- Opening Delimiter -

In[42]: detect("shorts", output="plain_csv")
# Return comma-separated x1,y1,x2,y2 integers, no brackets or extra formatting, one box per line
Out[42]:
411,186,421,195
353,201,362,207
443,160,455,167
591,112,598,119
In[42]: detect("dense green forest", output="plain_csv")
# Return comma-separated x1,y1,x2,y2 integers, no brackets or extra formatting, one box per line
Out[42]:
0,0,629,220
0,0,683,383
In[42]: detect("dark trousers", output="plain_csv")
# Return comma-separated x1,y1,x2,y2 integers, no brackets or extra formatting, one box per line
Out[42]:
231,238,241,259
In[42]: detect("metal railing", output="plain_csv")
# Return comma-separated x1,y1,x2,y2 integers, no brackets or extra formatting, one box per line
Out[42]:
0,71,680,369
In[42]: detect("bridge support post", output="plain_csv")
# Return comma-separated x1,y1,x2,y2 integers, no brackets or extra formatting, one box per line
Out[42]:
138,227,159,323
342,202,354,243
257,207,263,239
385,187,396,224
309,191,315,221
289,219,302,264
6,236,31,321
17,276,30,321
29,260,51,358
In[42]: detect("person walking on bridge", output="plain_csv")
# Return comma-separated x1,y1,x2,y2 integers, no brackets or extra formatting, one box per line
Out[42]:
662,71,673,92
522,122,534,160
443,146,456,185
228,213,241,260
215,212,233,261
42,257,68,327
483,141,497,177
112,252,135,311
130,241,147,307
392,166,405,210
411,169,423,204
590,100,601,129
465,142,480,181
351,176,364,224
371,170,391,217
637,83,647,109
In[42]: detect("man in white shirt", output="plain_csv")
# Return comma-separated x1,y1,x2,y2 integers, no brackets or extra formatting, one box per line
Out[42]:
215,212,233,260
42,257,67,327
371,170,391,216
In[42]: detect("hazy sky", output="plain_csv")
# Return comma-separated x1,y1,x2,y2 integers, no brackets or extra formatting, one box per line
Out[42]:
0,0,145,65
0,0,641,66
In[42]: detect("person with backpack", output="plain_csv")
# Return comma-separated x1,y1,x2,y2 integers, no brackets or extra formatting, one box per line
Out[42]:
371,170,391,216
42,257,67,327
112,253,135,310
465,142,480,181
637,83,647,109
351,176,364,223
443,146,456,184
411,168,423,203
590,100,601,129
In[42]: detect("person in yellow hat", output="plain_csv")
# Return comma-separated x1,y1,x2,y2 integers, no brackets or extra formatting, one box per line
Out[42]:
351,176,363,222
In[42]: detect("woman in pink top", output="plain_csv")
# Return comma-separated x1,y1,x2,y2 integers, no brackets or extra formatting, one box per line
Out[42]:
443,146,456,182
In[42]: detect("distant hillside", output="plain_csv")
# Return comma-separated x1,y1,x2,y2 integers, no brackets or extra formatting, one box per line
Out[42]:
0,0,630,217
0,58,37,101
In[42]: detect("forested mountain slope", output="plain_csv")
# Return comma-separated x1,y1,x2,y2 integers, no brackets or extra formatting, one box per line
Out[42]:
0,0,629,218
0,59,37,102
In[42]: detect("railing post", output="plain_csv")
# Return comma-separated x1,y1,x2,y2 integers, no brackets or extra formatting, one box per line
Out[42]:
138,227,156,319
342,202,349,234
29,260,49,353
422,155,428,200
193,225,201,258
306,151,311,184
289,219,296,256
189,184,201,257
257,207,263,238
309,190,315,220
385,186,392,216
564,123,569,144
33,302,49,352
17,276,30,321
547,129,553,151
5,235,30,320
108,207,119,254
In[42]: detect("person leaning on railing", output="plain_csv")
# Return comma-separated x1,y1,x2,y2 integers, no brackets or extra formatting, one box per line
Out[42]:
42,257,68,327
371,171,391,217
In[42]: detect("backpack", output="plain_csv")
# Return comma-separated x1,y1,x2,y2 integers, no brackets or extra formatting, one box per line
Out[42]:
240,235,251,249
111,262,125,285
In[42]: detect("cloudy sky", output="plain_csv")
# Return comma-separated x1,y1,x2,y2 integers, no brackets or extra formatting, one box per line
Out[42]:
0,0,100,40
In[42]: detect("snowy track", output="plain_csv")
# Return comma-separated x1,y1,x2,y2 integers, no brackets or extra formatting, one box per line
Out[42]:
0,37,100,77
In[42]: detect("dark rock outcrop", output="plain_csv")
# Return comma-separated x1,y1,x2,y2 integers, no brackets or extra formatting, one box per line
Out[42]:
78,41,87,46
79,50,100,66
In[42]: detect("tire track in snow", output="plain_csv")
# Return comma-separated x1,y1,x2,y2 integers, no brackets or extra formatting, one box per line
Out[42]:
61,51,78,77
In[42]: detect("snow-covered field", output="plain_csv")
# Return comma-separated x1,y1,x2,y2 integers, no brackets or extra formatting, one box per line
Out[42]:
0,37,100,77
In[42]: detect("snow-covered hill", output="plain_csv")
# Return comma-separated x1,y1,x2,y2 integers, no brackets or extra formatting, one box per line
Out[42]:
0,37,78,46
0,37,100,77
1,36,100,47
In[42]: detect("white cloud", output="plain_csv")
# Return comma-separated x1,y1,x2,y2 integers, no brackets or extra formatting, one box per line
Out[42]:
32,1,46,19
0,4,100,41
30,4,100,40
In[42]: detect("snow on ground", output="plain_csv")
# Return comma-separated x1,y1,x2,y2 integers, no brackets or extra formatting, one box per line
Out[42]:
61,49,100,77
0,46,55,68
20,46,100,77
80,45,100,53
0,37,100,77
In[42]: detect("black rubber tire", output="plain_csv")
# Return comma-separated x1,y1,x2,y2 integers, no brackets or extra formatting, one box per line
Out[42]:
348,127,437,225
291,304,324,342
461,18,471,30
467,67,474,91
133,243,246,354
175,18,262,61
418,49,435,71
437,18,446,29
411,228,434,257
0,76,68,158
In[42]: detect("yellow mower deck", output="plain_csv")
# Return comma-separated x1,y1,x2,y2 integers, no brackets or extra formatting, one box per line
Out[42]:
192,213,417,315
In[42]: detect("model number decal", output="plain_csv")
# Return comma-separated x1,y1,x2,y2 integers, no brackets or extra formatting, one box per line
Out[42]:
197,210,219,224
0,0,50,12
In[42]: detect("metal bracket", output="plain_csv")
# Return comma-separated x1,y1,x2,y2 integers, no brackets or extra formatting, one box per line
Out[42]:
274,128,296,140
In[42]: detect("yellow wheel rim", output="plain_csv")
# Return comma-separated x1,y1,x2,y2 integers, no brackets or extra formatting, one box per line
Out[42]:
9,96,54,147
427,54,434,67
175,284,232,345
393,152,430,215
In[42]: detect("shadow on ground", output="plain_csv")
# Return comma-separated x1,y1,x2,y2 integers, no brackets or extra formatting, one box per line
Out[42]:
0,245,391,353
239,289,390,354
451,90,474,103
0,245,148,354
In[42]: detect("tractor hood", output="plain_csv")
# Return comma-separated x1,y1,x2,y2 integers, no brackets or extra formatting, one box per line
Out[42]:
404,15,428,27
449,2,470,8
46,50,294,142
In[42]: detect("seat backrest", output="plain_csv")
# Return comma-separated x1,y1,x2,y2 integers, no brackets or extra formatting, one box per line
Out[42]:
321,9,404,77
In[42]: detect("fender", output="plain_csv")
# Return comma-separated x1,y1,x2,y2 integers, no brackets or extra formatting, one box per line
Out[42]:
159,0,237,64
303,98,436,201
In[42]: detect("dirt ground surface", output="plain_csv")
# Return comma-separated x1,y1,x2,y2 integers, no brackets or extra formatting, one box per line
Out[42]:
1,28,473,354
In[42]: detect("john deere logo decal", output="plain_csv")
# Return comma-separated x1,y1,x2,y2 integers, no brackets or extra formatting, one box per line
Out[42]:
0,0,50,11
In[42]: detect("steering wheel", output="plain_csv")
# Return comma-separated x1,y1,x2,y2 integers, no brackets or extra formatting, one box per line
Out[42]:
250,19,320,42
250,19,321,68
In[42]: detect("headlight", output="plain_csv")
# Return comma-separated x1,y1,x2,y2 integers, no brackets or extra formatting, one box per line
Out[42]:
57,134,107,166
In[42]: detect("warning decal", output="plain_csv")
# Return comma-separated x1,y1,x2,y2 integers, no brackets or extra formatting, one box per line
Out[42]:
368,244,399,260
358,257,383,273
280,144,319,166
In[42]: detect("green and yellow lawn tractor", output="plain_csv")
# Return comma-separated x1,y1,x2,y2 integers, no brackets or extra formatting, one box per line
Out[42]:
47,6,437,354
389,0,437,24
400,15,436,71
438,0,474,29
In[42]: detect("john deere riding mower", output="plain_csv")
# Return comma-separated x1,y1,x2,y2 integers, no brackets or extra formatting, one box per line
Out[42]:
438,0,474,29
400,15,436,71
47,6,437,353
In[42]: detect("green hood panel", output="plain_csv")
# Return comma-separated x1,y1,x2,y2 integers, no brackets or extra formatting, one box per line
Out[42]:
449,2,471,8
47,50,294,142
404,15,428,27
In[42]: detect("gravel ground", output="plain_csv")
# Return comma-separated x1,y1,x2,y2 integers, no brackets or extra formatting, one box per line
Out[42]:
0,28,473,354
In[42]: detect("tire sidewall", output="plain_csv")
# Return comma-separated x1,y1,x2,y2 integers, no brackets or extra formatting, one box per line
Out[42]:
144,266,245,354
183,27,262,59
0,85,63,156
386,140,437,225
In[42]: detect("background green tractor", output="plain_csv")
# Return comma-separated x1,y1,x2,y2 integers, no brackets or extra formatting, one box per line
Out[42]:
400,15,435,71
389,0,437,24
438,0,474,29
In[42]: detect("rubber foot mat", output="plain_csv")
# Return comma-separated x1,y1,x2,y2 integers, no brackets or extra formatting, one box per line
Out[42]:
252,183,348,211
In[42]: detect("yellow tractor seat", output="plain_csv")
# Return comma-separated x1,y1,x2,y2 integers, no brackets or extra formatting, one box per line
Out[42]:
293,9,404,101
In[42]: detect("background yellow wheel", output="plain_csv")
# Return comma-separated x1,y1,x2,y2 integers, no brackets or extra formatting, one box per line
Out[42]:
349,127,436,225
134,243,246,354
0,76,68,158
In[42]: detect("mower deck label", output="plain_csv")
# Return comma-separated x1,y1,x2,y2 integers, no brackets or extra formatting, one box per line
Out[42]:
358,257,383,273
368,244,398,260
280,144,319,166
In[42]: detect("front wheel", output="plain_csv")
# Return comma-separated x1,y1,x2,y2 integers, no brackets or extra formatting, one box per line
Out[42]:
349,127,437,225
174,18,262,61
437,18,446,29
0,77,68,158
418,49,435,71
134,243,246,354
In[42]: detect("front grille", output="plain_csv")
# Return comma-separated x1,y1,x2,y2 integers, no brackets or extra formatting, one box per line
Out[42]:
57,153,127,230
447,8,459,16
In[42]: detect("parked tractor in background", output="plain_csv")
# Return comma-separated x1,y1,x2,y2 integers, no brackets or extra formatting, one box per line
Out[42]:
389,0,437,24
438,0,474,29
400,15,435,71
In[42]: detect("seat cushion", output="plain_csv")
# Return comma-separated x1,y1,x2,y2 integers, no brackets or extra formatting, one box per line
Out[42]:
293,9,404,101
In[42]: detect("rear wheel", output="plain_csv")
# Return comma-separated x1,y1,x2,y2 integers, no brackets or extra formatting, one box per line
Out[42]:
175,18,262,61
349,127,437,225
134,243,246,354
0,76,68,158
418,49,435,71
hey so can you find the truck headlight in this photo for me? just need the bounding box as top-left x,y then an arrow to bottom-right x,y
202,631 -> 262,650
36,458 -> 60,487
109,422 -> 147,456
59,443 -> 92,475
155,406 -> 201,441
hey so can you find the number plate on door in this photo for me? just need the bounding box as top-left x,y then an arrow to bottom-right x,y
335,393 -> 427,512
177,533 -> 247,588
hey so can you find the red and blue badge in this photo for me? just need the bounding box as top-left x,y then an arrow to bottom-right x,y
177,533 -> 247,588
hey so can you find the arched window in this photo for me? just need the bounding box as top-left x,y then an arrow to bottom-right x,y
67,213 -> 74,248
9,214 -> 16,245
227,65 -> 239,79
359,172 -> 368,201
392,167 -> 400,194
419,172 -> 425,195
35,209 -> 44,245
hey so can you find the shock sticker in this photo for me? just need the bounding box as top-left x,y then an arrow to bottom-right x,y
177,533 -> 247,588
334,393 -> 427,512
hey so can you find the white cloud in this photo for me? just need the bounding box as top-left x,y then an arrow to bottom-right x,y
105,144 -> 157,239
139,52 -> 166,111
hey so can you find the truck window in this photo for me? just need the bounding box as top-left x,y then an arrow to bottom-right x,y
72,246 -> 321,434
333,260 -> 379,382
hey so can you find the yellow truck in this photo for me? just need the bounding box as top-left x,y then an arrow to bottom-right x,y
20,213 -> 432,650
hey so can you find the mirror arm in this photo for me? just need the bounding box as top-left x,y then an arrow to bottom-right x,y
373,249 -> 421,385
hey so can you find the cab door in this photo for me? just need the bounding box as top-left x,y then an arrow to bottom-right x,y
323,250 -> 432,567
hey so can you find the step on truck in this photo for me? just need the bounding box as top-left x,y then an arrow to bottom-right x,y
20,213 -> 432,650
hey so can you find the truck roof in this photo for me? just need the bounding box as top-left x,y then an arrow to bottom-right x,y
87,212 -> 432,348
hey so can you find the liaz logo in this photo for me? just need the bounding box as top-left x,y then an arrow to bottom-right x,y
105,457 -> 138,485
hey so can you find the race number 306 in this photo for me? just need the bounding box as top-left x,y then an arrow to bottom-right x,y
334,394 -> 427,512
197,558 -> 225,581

- Closing Delimiter -

§ INSTRUCTIONS TO FOLLOW
None of the lines before the one containing "hey so can you find the cab" belong in the answer; reproduce that line and all later lines of the records exactly.

§ TASK OUTPUT
hey so can you find the cab door in this photo for me? just need the bounding box as top-left x,y then an arrow to bottom-right x,y
323,250 -> 432,567
hey so can you find the step on truck in this photo for me? just need the bounding box as top-left x,y then an arrow to bottom-right x,y
20,213 -> 432,650
hey so can you find the truck roof in this photo for me? just need the bounding box as top-left x,y then an arrow to bottom-right x,y
87,212 -> 432,348
hey so can you find the liaz logo in this photo for me? just need the bounding box as top-left x,y then an arrow to bottom-right x,y
105,457 -> 138,485
hey so can you find the race number 306 in this photo for me? just need the bounding box as top-left x,y then an arrow to bottom-right x,y
334,394 -> 427,512
197,558 -> 225,581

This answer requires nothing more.